[Extracted data entries]

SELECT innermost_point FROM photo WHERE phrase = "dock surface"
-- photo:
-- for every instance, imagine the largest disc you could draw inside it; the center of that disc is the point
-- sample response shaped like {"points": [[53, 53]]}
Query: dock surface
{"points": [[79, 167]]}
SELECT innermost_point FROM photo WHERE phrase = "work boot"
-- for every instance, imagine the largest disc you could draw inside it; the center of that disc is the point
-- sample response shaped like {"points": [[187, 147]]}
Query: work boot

> To do:
In full and without changes, copy the entries above.

> Solution to this problem:
SELECT innermost_point FROM photo WHERE phrase = "dock surface"
-- photo:
-- for every instance, imagine the largest disc you could draw inside it; the center of that disc is the point
-- sample response shaped like {"points": [[53, 53]]}
Query: dock surface
{"points": [[79, 167]]}
SELECT innermost_point FROM photo WHERE phrase = "work boot"
-- for every instance, imagine the largest disc you could draw inside it; the center of that disc is the point
-- sample response shaped like {"points": [[187, 147]]}
Query: work boot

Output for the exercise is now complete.